**Input rows**
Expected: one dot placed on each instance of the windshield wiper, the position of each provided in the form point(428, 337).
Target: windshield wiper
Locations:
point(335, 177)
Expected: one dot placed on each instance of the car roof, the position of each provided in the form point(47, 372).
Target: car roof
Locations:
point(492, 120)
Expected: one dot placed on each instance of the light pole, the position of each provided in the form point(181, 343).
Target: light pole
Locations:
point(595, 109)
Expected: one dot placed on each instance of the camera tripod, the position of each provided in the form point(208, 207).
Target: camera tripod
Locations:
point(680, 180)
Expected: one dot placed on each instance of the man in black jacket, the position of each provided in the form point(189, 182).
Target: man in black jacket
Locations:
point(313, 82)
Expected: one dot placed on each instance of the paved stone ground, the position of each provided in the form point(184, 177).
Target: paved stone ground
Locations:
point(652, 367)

**What is required**
Could you return all of the records above unchanged, line for line?

**Task solution**
Expected: one dot placed on each instance of the windshield wiper, the position of each provided in the form point(428, 337).
Target: windshield wiper
Locations:
point(335, 177)
Expected: one dot placed on each instance of the car roof, the position of each provided in the form point(47, 372).
Target: car roof
Locations:
point(492, 120)
Expected: one dot placed on each instance of the light pole, the position of each provided in the form point(181, 343).
Target: light pole
Locations:
point(595, 109)
Expected: one dot placed on each instance of the camera tripod, the position of each provided in the form point(208, 207).
Target: camera tripod
Locations:
point(680, 180)
Expected: one dot placed on each instance of the man in black jacket, the position of each provided in the form point(189, 182).
Target: man in black jacket
Locations:
point(313, 82)
Expected: one dot placed on each instance of the paved stone ground, the position of each provided in the form point(184, 177).
Target: paved stone ground
Locations:
point(652, 367)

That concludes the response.